DOCUMENT EXCERPT>
2014 GSA Annual Meeting in Vancouver, British Columbia (19–22 October 2014)

Paper No. 283-11
Presentation Time: 11:00 AM


ORMACHEA MUÑOZ, Mauricio1, BHATTACHARYA, Prosun1, ARÓSTEGUI GARCÍA, José Luis2, GARCÍA MORENO, María Eugenia3 and BUNDSCHUH, Jochen4, (1)KTH-International Groundwater Arsenic Research Group, Dept of Sustainable Development, Environmental Science and Engineering, KTH Royal Institute of Technology, Teknikringen 76, Stockholm, SE-10044, Sweden, (2)Instituto Geológico y Minero de España, Ríos Rosas, 23, Madrid, 28003, Spain, (3)Instituto de Investigaciones Químicas, Universidad Mayor de San Andrés, Campus Universitario, Calle 27, Cota Cota, La Paz, 303, Bolivia, (4)National Centre for Engineering in Agriculture, University of Southern Queensland, Toowoomba, Toowoomba, 4350, Australia, ormachea@kth.se

The presence of natural arsenic (As) from the perspectives of drinking water quality was studied in a rural area in the Bolivian Altiplano where groundwater from dug wells and surface water sources are used for drinking purpose. Water samples from forty-one wells and four rivers were collected at seven different sites. pH, electrical conductivity (EC), temperature, redox potential and alkalinity were determined in the field. Major anions were analyzed using ion chromatograph, while major cations and trace elements including arsenic concentrations were analyzed by ICP-OES. The pH ranged from 6.1 to 9.6 with an average of 8.3. Samples showed high EC in a range from 316 to 19670 µS/cm, with an average of 1646 µS/cm. Redox potential in groundwater shows a relatively oxidized environment. Principal components in the samples were sodium, chloride and bicarbonate indicating a Na-Cl-HCO3 and Na-Cl water types. Total dissolved As concentration in drinking water ranges from 3.5 to 623 µg/L with an average 118 µg/L (n=48). Ninety-five percent of the drinking water samples exceed the WHO guideline (10 µg/L). Water samples collected from wells located in lower terrains contain highest levels of total dissolved As. Arsenic speciation indicates that the predominant specie is As(V). Zinc concentrations range from 15.6 to 4034 µg/L (average: 136 µg/L), Al concentration range from 3.4 to 44 µg/L (average 9 µg/L), Li between 52.6 to 8864 µg/L (average 1148 µg/L) and V ranging from 0.9 to 39 µg/L with an average of 10 µg/L. Among redox sensitive elements, Fe and Mn show wide variability in the ranges of 8.3–994 µg/L (average 124 µg/L) and 0.9–2787 µg/L (average 134 µg/L), respectively. The water resources in the area are severely impacted by the presence of high As concentrations and high salinity levels that make the water unsuitable for human consumption. Water in contact with alluvial sediments in wells located in lower terrains mobilize As more easily than that in the elevated terrains with predominance of volcanic and sedimentary rocks. The presence of As in drinking water is also attributed to the oxidation of sulfide minerals such as arsenopyrite in the mineralized hard rocks surrounding the basin. Further studies in the area will be carried out to develop a conceptual model of the genesis, mobilization and transport of As in the region.

EXERCISE DIRECTIONS>
In the arsenic abstract, what share of the drinking water samples exceed the WHO guideline? Draw only on the arsenic abstract above.

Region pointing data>
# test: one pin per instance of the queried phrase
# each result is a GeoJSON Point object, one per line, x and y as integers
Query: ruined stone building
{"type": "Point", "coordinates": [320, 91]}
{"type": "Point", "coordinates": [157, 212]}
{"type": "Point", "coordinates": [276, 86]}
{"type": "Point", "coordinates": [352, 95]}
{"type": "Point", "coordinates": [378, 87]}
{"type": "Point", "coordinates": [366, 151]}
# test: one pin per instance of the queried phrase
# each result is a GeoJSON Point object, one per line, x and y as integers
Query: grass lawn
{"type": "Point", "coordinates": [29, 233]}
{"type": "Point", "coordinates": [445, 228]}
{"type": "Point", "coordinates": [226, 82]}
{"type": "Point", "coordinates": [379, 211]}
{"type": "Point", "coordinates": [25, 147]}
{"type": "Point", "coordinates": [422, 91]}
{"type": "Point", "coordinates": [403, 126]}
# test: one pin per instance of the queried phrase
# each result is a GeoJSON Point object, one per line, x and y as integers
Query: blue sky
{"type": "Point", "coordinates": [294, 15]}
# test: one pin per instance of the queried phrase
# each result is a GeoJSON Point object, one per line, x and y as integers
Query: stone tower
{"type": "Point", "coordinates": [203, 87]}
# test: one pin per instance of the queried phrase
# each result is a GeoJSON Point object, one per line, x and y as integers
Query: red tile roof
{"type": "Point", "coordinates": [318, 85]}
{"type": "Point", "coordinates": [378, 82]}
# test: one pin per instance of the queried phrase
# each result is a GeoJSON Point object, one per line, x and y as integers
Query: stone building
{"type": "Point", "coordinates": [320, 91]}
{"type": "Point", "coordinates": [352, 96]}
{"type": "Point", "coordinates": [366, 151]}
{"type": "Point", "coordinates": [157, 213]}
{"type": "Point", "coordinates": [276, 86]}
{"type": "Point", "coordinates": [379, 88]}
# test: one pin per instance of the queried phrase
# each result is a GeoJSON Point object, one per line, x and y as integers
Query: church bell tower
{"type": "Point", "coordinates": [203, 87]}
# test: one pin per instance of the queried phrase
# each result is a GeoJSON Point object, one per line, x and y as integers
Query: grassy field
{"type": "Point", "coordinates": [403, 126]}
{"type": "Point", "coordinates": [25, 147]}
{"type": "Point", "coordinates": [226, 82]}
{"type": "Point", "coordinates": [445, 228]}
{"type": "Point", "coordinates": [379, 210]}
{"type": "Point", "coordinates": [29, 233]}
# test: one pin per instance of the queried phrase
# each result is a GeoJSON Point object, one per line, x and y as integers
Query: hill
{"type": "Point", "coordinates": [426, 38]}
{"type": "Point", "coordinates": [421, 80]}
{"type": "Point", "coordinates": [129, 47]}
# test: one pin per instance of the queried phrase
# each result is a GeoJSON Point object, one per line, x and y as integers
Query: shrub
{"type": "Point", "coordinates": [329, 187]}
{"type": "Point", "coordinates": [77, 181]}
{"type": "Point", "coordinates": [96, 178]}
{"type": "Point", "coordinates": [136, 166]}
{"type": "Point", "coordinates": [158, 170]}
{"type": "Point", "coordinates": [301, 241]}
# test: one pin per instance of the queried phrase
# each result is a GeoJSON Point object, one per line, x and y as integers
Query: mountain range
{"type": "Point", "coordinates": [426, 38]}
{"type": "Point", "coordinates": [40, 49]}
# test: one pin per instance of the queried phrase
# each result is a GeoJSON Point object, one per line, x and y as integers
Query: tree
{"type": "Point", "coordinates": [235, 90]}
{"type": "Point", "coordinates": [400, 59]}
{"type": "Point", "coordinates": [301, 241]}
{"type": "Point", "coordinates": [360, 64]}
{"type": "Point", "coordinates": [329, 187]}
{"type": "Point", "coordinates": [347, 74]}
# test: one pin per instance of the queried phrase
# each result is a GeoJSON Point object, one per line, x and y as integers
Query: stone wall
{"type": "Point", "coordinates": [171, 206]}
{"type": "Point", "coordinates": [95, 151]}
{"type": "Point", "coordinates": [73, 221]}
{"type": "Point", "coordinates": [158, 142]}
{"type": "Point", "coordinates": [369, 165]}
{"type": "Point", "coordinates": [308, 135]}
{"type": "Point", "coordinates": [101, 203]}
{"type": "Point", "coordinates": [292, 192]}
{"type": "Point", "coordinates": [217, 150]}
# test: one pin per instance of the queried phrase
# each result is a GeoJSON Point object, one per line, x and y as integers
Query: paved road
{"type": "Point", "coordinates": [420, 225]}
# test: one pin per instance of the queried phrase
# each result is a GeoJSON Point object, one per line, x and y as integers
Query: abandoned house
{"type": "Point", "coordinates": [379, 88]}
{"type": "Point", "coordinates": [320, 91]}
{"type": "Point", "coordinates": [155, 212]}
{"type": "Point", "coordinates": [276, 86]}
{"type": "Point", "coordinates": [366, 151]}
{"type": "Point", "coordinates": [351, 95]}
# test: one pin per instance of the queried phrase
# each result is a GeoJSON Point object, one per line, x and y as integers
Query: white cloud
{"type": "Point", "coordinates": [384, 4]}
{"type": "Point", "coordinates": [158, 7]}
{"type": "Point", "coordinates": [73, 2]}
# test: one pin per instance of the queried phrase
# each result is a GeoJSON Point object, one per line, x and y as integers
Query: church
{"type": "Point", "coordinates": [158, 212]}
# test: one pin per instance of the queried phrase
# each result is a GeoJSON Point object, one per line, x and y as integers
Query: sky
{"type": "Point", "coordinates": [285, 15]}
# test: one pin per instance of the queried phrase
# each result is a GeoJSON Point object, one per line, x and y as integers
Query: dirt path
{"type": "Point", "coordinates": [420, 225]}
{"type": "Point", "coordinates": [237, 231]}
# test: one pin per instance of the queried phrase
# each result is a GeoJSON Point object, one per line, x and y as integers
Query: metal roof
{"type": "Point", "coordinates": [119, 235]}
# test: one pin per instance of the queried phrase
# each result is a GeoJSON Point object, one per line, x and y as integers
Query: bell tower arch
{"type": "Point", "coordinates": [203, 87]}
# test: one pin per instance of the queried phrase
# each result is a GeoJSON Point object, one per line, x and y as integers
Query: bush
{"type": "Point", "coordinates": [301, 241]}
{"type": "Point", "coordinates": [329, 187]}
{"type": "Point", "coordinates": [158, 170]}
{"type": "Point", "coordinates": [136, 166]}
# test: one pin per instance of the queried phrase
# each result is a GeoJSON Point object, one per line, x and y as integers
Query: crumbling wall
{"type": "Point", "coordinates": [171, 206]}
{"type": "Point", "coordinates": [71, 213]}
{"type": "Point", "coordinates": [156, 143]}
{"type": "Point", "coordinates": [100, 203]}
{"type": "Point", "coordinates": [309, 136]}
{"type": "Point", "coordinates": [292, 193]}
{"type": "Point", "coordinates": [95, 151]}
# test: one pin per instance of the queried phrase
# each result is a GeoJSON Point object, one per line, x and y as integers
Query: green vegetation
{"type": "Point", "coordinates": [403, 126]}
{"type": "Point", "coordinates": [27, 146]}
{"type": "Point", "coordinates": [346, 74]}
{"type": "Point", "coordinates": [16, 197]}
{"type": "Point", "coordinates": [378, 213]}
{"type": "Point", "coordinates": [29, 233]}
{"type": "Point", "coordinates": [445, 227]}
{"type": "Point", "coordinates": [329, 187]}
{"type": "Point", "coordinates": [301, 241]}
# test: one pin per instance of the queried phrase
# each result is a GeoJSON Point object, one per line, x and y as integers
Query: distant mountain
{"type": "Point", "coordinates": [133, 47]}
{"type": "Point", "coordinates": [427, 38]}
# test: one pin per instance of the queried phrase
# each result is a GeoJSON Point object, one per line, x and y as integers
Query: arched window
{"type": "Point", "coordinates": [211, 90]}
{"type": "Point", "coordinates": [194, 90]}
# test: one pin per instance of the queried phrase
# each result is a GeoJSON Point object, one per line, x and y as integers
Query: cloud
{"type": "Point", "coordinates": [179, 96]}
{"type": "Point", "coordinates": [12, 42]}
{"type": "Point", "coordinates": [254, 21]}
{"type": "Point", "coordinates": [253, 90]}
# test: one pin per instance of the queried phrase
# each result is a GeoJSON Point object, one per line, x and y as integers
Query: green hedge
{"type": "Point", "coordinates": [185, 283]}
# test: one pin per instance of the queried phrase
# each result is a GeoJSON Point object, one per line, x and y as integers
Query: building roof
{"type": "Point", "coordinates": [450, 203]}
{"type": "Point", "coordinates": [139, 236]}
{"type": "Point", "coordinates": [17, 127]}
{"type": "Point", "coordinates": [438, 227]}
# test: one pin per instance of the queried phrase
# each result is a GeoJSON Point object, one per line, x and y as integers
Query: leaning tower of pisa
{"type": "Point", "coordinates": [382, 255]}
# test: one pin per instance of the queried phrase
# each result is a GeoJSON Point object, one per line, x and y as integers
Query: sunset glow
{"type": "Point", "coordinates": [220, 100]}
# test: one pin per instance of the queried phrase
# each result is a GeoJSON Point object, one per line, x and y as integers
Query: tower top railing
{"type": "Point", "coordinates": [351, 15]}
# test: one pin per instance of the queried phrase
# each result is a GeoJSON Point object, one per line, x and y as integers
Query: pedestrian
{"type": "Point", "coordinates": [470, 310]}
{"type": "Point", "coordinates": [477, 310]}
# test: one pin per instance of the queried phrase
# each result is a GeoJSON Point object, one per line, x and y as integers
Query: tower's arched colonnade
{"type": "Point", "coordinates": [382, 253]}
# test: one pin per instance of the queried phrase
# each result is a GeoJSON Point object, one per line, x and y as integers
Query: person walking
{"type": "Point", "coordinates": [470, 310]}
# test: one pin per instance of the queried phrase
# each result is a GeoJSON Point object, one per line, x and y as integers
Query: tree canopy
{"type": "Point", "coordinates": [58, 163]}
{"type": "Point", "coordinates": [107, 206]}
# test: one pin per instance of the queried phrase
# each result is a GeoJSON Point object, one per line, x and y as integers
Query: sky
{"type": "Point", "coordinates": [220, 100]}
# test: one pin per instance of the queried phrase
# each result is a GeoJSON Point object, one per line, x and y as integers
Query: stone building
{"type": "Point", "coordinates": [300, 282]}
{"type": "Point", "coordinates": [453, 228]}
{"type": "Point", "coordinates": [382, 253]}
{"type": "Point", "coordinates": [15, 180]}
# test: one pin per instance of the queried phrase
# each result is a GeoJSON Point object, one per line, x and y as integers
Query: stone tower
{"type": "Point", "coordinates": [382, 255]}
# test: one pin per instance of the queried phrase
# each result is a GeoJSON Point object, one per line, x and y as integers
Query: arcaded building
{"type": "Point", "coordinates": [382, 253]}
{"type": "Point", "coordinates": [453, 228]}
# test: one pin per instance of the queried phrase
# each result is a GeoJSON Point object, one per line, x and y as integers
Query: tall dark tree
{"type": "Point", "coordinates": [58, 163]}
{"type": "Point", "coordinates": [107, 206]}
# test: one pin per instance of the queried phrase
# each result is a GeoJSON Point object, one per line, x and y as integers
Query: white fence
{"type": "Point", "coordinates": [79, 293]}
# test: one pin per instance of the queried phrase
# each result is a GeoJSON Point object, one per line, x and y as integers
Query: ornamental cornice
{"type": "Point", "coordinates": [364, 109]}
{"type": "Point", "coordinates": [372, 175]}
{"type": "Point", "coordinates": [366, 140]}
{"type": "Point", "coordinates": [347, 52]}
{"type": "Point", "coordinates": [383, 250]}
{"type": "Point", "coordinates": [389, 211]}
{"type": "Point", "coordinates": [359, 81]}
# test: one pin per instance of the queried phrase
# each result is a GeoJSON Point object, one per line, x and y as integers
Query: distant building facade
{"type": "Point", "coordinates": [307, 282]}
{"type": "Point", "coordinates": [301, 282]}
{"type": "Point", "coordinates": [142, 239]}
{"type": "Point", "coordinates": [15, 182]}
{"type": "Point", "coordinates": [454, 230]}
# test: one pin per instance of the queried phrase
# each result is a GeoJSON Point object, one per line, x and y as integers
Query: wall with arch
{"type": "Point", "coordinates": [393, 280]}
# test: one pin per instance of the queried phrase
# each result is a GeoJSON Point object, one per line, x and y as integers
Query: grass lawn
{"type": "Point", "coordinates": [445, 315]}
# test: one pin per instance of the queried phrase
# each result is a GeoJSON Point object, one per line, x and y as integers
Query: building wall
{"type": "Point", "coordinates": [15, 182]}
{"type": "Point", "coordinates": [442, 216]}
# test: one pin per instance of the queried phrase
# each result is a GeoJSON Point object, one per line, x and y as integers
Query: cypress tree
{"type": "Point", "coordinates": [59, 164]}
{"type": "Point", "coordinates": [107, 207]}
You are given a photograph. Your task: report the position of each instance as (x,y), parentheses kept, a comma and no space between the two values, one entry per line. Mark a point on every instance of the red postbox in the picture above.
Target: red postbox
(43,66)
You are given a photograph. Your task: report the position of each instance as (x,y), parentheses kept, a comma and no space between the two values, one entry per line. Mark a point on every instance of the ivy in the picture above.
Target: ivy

YOUR SOLUTION>
Ninety-five percent of the drinking water samples exceed the WHO guideline of 10 µg/L.